» **The exercise**: Please output exactly the run of lines that starts at the line with "Locate the shoe" and ends at the last line of the records below.

Source records:
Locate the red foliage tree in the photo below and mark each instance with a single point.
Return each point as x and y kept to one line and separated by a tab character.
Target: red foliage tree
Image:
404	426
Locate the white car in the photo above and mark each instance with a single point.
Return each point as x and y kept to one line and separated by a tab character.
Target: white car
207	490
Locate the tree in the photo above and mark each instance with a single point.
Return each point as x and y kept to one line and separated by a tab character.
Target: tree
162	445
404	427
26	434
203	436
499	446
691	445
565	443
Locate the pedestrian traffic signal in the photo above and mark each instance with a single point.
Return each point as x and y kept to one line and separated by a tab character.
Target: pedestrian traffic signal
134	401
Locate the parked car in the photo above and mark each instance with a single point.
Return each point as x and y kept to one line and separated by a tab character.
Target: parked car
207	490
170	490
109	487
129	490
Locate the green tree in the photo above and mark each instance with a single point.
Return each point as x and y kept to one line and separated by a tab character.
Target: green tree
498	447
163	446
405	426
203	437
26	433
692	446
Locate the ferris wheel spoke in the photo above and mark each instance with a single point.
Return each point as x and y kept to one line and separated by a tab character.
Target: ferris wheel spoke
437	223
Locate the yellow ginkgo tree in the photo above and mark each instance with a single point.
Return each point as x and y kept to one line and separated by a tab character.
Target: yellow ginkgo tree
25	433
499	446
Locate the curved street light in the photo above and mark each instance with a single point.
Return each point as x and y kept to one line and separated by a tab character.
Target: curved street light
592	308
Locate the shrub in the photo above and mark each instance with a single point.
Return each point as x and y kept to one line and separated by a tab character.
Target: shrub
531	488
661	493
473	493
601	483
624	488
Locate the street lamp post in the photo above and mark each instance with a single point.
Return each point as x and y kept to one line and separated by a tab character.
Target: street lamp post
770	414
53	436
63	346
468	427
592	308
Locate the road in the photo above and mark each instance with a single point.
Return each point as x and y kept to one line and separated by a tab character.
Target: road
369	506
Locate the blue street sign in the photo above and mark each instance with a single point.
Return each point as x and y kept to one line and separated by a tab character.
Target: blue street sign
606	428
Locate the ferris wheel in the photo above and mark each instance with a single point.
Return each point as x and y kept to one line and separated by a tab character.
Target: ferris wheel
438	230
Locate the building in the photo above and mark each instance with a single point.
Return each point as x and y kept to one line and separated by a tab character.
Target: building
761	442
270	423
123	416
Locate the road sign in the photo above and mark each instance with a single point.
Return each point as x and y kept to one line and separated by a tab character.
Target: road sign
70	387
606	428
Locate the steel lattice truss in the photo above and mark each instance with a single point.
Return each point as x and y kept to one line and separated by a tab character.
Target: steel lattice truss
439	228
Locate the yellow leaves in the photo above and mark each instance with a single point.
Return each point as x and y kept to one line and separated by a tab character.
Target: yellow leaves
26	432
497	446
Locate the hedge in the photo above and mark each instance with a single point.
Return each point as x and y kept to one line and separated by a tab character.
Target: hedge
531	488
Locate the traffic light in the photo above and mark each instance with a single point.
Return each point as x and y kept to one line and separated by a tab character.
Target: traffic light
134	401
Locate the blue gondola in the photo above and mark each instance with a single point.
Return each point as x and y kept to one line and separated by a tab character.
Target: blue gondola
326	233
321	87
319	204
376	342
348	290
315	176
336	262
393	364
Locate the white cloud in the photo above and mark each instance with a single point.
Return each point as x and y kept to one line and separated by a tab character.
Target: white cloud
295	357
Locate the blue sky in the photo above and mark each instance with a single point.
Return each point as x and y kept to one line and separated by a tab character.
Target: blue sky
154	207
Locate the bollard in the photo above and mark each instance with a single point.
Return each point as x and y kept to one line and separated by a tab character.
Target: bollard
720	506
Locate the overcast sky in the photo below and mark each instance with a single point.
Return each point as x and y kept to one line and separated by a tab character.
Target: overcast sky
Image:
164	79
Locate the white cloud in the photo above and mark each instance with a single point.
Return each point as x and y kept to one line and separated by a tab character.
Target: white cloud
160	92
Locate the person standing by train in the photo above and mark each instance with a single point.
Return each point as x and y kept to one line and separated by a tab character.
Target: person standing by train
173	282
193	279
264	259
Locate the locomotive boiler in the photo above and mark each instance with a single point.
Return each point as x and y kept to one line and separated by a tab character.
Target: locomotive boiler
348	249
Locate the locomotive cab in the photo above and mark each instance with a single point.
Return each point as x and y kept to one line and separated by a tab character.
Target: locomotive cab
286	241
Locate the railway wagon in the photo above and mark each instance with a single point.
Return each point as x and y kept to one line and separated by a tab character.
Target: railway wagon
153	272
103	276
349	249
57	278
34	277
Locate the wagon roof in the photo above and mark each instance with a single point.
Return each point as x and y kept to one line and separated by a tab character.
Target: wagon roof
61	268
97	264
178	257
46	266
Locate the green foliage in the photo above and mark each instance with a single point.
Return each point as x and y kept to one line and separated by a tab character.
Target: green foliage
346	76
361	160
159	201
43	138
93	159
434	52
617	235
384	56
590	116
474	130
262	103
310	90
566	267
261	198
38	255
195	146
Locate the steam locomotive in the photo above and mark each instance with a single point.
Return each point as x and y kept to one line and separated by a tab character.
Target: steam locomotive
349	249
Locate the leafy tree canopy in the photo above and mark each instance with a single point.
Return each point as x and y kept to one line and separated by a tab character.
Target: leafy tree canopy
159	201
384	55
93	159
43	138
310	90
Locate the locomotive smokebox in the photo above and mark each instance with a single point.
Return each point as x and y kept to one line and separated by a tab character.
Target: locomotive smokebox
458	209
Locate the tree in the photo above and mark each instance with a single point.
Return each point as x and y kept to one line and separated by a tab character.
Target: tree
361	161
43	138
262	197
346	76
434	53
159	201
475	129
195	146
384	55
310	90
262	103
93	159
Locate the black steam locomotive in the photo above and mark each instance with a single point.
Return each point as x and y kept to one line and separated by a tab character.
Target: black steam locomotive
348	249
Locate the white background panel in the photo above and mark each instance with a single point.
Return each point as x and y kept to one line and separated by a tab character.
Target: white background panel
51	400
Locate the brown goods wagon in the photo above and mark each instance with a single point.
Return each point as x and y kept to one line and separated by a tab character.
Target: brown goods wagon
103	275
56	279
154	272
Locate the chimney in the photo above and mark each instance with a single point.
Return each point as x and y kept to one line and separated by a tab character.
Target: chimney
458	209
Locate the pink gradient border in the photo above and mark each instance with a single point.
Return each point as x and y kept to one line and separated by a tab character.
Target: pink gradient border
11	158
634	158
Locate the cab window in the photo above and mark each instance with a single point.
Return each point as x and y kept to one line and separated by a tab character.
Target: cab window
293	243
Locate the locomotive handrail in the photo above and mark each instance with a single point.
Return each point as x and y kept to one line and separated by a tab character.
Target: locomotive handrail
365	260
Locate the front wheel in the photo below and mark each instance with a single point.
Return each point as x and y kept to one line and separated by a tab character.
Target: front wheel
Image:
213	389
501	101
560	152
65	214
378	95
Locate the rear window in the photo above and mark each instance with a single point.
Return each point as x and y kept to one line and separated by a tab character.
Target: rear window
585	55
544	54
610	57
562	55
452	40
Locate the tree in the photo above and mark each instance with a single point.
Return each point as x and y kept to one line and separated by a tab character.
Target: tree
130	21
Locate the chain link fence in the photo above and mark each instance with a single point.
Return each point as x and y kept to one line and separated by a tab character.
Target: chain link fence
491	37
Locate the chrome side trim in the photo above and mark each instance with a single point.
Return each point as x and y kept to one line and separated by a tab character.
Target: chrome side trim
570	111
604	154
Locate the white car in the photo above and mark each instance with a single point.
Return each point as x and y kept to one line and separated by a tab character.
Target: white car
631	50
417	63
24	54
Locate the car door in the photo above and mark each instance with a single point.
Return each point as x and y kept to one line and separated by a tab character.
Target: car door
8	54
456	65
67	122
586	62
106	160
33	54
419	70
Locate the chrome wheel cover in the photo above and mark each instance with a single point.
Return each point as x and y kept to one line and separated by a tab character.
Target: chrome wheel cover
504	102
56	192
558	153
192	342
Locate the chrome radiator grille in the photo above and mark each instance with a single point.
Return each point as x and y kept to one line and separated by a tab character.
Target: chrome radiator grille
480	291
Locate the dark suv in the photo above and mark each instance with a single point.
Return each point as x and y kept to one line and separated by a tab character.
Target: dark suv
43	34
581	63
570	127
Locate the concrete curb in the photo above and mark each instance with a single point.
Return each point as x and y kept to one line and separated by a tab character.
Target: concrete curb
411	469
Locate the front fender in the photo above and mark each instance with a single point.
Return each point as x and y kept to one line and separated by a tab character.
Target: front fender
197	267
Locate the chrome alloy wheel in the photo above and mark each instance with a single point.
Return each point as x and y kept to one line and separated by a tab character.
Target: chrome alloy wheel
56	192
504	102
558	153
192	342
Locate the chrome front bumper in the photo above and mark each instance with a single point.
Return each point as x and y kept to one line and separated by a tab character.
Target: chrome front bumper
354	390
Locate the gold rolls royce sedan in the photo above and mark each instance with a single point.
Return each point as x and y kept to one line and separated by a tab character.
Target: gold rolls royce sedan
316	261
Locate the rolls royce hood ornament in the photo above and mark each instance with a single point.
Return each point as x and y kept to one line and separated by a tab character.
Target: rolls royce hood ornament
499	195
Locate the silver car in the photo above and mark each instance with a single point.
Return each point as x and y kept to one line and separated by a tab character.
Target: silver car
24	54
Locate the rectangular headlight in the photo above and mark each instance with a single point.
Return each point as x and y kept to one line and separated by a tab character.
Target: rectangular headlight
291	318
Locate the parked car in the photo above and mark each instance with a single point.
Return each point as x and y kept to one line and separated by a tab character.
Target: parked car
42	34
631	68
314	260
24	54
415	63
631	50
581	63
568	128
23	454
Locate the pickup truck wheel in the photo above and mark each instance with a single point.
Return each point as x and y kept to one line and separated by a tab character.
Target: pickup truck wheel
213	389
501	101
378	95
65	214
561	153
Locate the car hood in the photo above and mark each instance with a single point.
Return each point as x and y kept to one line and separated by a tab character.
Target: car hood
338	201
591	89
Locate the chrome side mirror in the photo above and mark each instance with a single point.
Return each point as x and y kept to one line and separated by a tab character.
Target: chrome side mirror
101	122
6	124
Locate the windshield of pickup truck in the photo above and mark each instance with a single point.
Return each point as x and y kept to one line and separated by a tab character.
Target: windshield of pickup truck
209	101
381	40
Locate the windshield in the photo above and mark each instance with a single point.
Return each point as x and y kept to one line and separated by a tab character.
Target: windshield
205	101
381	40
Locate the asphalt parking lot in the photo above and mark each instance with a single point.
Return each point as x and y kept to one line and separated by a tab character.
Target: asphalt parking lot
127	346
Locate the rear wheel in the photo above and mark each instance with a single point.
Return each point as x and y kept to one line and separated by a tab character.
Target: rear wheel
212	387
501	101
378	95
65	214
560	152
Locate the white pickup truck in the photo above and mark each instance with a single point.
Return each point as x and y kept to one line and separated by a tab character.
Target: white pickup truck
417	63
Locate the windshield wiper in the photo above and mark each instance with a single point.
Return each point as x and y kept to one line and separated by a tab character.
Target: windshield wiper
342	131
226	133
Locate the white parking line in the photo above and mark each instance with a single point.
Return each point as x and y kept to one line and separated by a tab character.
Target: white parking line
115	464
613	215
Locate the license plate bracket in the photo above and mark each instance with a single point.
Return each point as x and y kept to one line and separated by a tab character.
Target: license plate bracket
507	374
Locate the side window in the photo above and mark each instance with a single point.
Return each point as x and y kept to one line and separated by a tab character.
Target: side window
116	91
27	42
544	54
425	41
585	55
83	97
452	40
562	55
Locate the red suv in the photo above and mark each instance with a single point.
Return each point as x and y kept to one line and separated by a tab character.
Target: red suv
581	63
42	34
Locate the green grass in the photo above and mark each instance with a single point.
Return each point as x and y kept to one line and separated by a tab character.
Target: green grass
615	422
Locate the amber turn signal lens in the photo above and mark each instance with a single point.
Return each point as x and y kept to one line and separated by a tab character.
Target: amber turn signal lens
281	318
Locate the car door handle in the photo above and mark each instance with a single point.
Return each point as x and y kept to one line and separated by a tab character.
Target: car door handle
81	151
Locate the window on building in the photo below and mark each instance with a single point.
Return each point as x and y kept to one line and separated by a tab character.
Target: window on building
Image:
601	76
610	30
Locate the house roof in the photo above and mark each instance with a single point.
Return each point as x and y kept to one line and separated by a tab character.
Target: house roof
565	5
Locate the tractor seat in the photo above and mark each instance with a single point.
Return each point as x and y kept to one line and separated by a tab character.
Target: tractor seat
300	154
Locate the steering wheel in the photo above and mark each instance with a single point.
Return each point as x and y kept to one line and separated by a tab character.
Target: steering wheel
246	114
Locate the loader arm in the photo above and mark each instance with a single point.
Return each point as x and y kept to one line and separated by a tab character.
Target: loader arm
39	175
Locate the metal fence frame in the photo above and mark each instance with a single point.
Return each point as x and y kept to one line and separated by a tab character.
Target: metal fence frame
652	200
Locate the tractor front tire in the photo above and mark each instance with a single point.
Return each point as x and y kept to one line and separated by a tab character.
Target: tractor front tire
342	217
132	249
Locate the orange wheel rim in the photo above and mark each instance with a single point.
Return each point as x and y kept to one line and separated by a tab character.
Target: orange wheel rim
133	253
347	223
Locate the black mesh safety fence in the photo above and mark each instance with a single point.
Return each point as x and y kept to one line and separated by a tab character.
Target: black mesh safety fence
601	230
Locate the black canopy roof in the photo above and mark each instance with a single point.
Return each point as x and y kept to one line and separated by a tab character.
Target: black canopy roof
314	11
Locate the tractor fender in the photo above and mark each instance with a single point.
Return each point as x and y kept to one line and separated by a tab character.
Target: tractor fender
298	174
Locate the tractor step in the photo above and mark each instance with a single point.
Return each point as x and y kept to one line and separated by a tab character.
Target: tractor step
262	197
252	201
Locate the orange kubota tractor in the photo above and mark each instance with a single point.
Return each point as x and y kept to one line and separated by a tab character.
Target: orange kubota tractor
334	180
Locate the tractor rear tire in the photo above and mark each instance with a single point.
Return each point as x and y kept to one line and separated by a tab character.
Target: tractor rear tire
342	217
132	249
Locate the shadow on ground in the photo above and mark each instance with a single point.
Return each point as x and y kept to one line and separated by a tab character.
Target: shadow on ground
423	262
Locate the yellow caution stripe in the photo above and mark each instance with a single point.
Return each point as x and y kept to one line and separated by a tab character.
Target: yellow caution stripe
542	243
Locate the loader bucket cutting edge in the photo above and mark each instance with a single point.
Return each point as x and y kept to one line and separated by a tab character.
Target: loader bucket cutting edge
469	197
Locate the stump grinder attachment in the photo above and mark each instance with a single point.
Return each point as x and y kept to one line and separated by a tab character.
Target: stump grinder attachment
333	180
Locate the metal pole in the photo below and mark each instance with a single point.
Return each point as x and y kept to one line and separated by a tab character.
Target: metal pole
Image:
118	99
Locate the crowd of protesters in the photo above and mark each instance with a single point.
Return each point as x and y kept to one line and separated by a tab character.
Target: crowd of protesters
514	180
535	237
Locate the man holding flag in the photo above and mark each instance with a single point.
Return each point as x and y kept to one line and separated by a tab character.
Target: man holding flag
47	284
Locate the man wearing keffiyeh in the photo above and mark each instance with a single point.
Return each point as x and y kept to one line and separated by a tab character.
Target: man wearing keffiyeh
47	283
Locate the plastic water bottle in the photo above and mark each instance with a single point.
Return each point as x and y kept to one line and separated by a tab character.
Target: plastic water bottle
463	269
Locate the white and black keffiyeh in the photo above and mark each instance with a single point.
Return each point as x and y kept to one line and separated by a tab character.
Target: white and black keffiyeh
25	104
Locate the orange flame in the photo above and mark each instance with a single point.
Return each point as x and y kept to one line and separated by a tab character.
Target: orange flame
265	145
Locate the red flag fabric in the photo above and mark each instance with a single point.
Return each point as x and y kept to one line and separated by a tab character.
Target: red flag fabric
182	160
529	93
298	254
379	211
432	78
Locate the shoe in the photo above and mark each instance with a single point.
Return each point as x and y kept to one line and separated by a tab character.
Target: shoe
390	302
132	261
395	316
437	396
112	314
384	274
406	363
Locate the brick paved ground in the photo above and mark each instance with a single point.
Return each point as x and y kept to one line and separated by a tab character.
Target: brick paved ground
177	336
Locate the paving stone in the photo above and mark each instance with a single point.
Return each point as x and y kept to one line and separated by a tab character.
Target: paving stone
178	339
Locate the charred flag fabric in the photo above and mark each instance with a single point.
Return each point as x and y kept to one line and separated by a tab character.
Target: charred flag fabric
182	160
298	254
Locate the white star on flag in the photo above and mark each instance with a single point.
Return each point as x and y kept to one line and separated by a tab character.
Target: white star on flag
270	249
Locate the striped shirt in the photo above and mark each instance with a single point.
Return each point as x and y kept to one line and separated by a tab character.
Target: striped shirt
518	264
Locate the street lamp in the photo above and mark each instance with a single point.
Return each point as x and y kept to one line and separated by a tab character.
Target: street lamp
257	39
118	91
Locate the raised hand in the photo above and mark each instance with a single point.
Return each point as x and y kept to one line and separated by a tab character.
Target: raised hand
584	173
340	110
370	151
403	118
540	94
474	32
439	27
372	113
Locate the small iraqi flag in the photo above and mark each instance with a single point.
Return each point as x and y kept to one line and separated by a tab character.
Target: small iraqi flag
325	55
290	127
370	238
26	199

» **Task response**:
Locate the shoe in the photo above and mark each instance with a single point.
Return each point as x and y kept to one line and separated by a tab character.
Target: shoe
390	302
132	261
395	316
437	396
112	314
384	274
406	363
Locate the brick paved ground in the photo above and mark each instance with a single point.
Return each point as x and y kept to one line and separated by a tab character.
Target: brick paved ground
177	336
Locate the paving stone in the photo above and mark each instance with a single point.
Return each point as x and y kept to one line and separated by a tab character.
Target: paving stone
178	339
Locate the charred flag fabric in the photo above and mark each instance with a single point.
Return each point as x and y kept to one line and separated by a tab character.
Target: charred flag fabric
182	160
298	254
Locate the white star on flag in the photo above and mark each instance with a single point.
Return each point as x and y kept to one line and separated by a tab character.
Target: white star on flag
270	249
Locate the striped shirt in the photo above and mark each instance with a single point.
Return each point as x and y kept to one line and separated by a tab character.
Target: striped shirt
518	264
Locate the street lamp in the photo above and mark each instance with a single point.
Return each point as x and y kept to one line and separated by a tab character.
Target: street lamp
257	39
118	91
Locate the raised hand in the photo above and mark each instance with a single point.
Return each point as x and y kept to one line and separated by a tab character.
Target: raised hand
584	173
340	110
370	151
403	118
540	94
474	32
439	27
372	113
Locate the small iraqi flag in the photo above and mark each instance with a single point.
Return each point as x and y kept to one line and separated by a tab character.
Target: small iraqi flag
325	55
290	127
370	238
26	199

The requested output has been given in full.